[Stored data]
BEGIN

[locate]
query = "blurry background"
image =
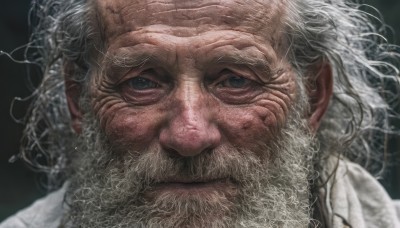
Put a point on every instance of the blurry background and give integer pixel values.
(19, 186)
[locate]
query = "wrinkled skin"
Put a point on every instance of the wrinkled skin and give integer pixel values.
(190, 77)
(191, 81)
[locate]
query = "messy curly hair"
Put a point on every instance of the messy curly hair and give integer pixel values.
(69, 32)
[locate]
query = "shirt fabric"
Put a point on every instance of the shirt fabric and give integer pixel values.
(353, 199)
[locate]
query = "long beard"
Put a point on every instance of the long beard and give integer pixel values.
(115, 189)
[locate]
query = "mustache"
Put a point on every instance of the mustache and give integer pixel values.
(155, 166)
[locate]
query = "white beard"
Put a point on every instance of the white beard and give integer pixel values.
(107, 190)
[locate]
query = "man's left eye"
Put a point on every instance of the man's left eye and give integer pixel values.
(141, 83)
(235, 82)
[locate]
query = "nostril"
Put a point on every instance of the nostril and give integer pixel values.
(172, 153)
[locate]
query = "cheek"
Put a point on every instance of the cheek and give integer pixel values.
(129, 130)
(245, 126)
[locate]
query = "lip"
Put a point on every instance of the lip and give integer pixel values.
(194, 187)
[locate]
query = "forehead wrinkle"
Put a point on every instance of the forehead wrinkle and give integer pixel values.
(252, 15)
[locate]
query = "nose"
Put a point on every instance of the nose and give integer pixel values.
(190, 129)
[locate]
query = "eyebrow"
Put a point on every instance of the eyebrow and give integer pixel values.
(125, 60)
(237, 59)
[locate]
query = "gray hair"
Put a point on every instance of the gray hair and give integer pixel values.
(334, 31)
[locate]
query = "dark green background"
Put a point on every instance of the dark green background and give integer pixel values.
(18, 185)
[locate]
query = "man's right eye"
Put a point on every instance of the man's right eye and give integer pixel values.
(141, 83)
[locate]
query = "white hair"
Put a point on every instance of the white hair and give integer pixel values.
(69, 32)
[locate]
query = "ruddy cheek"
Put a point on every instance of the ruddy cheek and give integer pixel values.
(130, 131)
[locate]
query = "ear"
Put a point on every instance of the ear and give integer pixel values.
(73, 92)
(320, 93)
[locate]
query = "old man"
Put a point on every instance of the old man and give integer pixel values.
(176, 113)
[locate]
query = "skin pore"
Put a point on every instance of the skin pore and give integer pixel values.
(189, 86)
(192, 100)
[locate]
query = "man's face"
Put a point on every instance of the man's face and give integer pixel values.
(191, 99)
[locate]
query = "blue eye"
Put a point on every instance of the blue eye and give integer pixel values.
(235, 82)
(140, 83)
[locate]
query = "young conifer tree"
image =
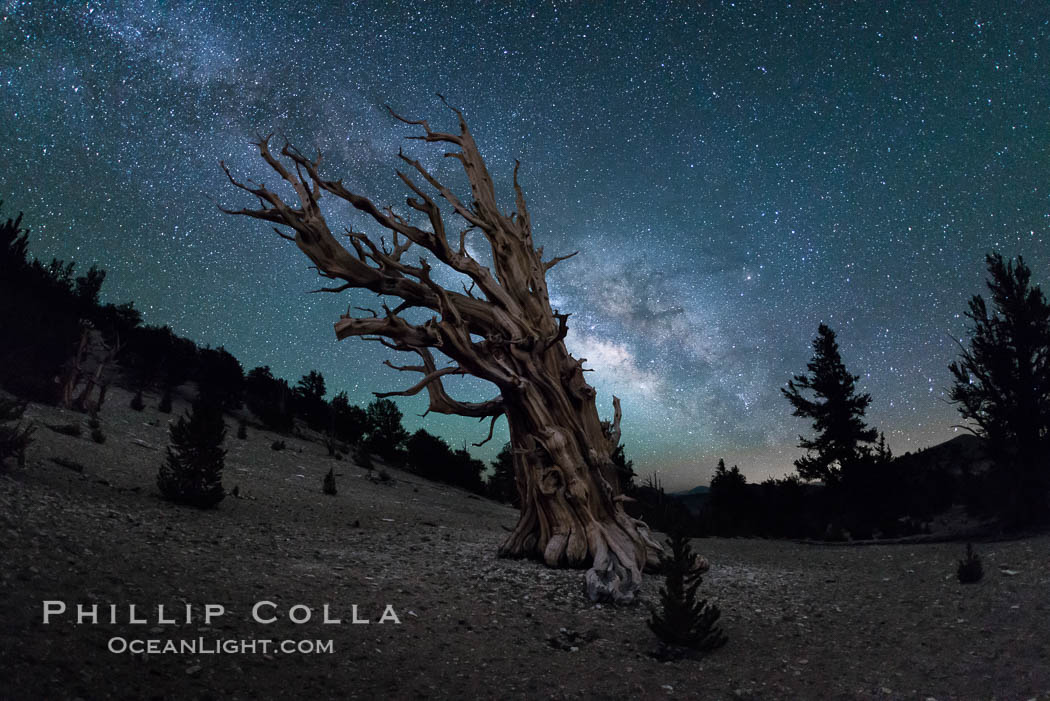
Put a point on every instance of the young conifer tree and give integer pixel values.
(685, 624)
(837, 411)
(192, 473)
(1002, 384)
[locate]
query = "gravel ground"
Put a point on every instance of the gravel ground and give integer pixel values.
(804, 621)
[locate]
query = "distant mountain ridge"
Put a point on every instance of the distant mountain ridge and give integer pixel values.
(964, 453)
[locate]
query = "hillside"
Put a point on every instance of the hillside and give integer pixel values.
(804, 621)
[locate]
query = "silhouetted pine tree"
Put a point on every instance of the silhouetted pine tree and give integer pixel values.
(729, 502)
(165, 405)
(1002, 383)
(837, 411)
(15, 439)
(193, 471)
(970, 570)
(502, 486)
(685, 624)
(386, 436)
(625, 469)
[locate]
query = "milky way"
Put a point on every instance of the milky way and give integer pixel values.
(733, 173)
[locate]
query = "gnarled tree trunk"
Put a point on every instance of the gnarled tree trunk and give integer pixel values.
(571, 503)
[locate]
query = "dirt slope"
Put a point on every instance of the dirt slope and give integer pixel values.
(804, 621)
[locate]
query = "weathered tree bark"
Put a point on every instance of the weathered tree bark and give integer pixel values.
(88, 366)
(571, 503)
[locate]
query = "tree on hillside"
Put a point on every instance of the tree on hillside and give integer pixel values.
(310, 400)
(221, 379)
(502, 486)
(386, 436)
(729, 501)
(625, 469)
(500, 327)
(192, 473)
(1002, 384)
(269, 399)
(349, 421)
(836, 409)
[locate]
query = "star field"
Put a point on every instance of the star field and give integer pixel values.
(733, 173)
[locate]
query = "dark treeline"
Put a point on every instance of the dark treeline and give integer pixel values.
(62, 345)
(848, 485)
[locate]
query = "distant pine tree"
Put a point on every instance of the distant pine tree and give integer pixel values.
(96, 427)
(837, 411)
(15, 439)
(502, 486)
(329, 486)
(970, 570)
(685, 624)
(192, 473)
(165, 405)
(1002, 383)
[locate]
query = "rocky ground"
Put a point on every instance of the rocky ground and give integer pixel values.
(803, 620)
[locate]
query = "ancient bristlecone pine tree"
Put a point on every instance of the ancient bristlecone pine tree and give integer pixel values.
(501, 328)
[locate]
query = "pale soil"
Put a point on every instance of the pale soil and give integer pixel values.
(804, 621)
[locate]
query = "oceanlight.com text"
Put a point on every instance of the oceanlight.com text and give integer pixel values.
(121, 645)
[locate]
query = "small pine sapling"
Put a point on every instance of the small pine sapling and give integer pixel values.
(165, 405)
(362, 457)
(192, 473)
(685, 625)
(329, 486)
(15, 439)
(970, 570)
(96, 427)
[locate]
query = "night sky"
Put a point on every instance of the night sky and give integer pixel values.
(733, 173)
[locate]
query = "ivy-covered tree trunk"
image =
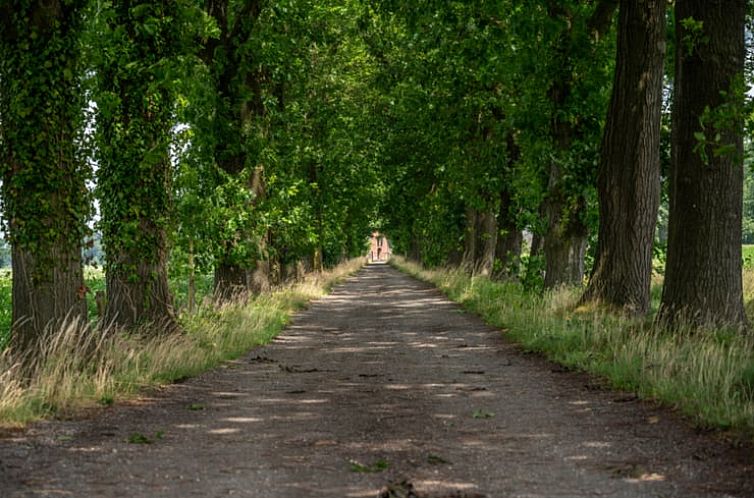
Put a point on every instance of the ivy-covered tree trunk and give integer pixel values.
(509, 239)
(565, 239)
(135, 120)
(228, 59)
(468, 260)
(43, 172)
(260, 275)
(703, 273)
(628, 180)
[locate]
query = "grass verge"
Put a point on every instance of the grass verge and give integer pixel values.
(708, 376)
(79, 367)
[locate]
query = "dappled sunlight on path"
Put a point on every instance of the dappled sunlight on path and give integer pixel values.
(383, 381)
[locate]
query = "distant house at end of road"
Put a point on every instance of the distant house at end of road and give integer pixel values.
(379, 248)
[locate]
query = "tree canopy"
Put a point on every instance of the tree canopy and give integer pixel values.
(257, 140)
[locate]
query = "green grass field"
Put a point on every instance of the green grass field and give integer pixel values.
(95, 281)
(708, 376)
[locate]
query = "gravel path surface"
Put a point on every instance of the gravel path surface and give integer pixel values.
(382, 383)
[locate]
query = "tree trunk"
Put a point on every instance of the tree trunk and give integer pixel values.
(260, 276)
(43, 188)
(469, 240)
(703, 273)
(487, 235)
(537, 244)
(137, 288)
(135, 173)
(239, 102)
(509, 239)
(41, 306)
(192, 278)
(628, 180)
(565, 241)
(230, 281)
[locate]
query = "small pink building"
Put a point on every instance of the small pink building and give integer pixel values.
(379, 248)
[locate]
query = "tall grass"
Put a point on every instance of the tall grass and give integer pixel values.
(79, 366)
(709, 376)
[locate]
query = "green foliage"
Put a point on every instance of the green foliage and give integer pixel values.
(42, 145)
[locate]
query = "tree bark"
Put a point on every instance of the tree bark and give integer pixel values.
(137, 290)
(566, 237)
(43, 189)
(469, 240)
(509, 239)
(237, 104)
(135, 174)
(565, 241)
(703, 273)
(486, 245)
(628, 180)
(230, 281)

END

■ Required action ■
Carry over each record above character for character, with the pictures left out.

■ Answer section ■
[locate]
query = "blurry background"
image =
Put a point on every instance of the blurry background and give integer pixel values.
(19, 186)
[locate]
query = "wrinkled skin"
Put a point on every instance of the wrinkled skin and give integer pixel values.
(190, 77)
(191, 81)
[locate]
query = "messy curly hair"
Put a point on every instance of the messy curly hair and give integer pixel values.
(69, 32)
[locate]
query = "shirt fabric"
Put a point on every instance of the shirt fabric and give integer pixel values.
(353, 199)
[locate]
query = "long beard"
Put a point on every instance of the long beard and give integer pixel values.
(115, 189)
[locate]
query = "mustache"
Put a point on every instance of the mustache and give integer pixel values.
(155, 166)
[locate]
query = "white beard"
Put a point on every instance of the white beard and give integer pixel values.
(107, 190)
[locate]
query = "man's left eye"
Put a point on every instance of the man's left eye and give integer pixel values.
(141, 83)
(235, 82)
[locate]
query = "nostril"
Put a point on every instance of the nostril and give integer pixel values.
(172, 153)
[locate]
query = "cheek"
Put a point on every instance of the cheek and give integer pixel values.
(129, 130)
(245, 126)
[locate]
query = "lip"
Put a point on every instance of the lip and give integer pixel values.
(194, 187)
[locate]
query = "forehead wrinkle"
Put a point on every instance of the forehead wrinkle and give integer pixel values.
(252, 15)
[locate]
query = "nose"
Put a point on every instance of the nose and give integer pixel values.
(190, 129)
[locate]
query = "eyebrow"
Put a point on every instance of the eyebrow and give integer pixel values.
(125, 60)
(237, 59)
[locate]
query = "gray hair"
Put a point on every instance of the gray hair and give integer pixel values.
(334, 31)
[locate]
query = "dark green background"
Put a point on every instance of the dark green background and give integer pixel values.
(18, 185)
[locate]
query = "man's right eye"
Put a point on every instance of the man's right eye and give integer pixel values.
(141, 83)
[locate]
query = "white hair"
Put a point on every instance of the white hair and give integer pixel values.
(69, 32)
[locate]
query = "ruddy cheek"
Put a point on every instance of the ruddy cheek and give integer pixel values.
(130, 131)
[locate]
query = "ear"
Put a point on every instance of the ear and give integer pixel values.
(73, 92)
(320, 93)
[locate]
query = "old man"
Put a point on every instance of the old man and give integer pixel values.
(176, 113)
[locate]
query = "skin pore"
Put a point on every instance of the skin pore and give integer pixel values.
(189, 86)
(192, 100)
[locate]
query = "man's face"
Put a point on every instance of the man's face and give integer pixel values.
(191, 99)
[locate]
query = "blue eye"
Put a point on every instance of the blue eye and give integer pixel values.
(235, 82)
(140, 83)
[locate]
query = "young conifer tree"
image =
Put a point on every instance of the young conifer tree and give integer pixel values.
(685, 624)
(837, 411)
(192, 473)
(1002, 384)
[locate]
query = "gravel ground"
Put a point on every instance of the gravel ground and give integer pixel values.
(804, 621)
[locate]
query = "distant mountain ridge"
Put a point on every instance of the distant mountain ridge and give integer pixel values.
(964, 453)
[locate]
query = "hillside"
Put a point on every instance of the hillside and give integer pixel values.
(804, 621)
[locate]
query = "silhouetted pine tree"
Put a point on every instance of the silhouetted pine tree and give integer pixel values.
(729, 502)
(165, 405)
(1002, 383)
(837, 411)
(15, 439)
(193, 471)
(970, 570)
(502, 486)
(685, 624)
(386, 436)
(625, 469)
[locate]
query = "milky way"
Put a point on every instance of the milky way and give integer pixel values.
(733, 173)
[locate]
query = "gnarled tree trunk"
Put a point on every instance of the gnarled tree trunk and give integer pixel values.
(571, 503)
[locate]
query = "dirt slope"
Put a point on every instance of the dirt slope and give integer pixel values.
(804, 621)
[locate]
query = "weathered tree bark"
Put a point on every instance of the weathered tree bark and give integer pixel values.
(88, 366)
(571, 503)
[locate]
query = "tree on hillside"
Put a point on every instance of the tree on hillside and give integer pixel values.
(310, 400)
(221, 379)
(502, 486)
(386, 436)
(729, 501)
(625, 469)
(500, 327)
(192, 473)
(1002, 384)
(269, 399)
(349, 421)
(836, 409)
[locate]
query = "star field"
Put a point on every instance of the star field and give integer pixel values.
(733, 173)
[locate]
query = "dark treeline"
Put a point on every instance of the dark treeline and give integer pixel values.
(62, 345)
(848, 485)
[locate]
query = "distant pine tree"
Put a point on every instance of the distant pine tree and give integer pixel values.
(96, 427)
(837, 411)
(15, 439)
(502, 486)
(329, 486)
(970, 570)
(685, 624)
(192, 473)
(165, 405)
(1002, 383)
[locate]
query = "rocky ground"
Put a point on every instance of the rocky ground and give integer pixel values.
(803, 620)
[locate]
query = "ancient bristlecone pine tree"
Put a point on every instance of the ancient bristlecone pine tree and give integer pixel values.
(501, 328)
[locate]
query = "pale soil"
Put a point on every instance of the pale soil and give integer pixel values.
(804, 621)
[locate]
query = "oceanlight.com text"
Put a point on every instance of the oceanlight.com text and give integer pixel values.
(121, 645)
[locate]
query = "small pine sapling"
Put a point on every instance of the small pine sapling and give integer pixel values.
(165, 405)
(362, 457)
(192, 473)
(685, 625)
(329, 486)
(15, 439)
(970, 570)
(96, 427)
[locate]
query = "night sky"
Put a point on every instance of the night sky and give integer pixel values.
(733, 173)
[locate]
query = "ivy-covered tree trunk"
image =
Put a point on every instance of the ivy-covered tree trunk and give integer pixel values.
(509, 239)
(565, 239)
(135, 120)
(228, 59)
(468, 260)
(43, 172)
(260, 275)
(703, 273)
(628, 180)
[locate]
query = "grass verge"
Put a point on every instance of the grass verge and give integer pixel values.
(708, 376)
(79, 367)
[locate]
query = "dappled sunlight on path"
Put a point on every instance of the dappled sunlight on path and give integer pixel values.
(383, 381)
[locate]
query = "distant house at end of road"
Put a point on every instance of the distant house at end of road and give integer pixel values.
(379, 248)
[locate]
query = "tree canopy"
Put a point on every instance of the tree canopy and give integer pixel values.
(257, 140)
[locate]
query = "green grass field"
Put a point on every instance of the green grass field and give integer pixel values.
(95, 281)
(708, 376)
[locate]
query = "gravel path surface"
Put a point on every instance of the gravel path surface and give integer pixel values.
(382, 383)
[locate]
query = "tree trunk"
Put a point on every instance of the tree trunk and give integer pixel values.
(260, 276)
(43, 188)
(469, 240)
(703, 273)
(487, 235)
(537, 244)
(137, 288)
(135, 173)
(239, 102)
(509, 239)
(41, 306)
(192, 278)
(628, 180)
(565, 241)
(230, 281)
[locate]
query = "small pink building"
Put a point on every instance of the small pink building and give integer pixel values.
(379, 248)
[locate]
query = "tall grass"
Put a point on every instance of the tall grass and give integer pixel values.
(79, 366)
(709, 376)
[locate]
query = "green foliage"
Put a point on every instance of the green foliage and give integer pixel values.
(42, 145)
[locate]
query = "tree bark"
Put a point on every instance of the tree bark and give integer pixel values.
(137, 290)
(566, 237)
(43, 189)
(469, 240)
(509, 239)
(237, 104)
(135, 174)
(565, 241)
(703, 273)
(486, 245)
(628, 180)
(230, 281)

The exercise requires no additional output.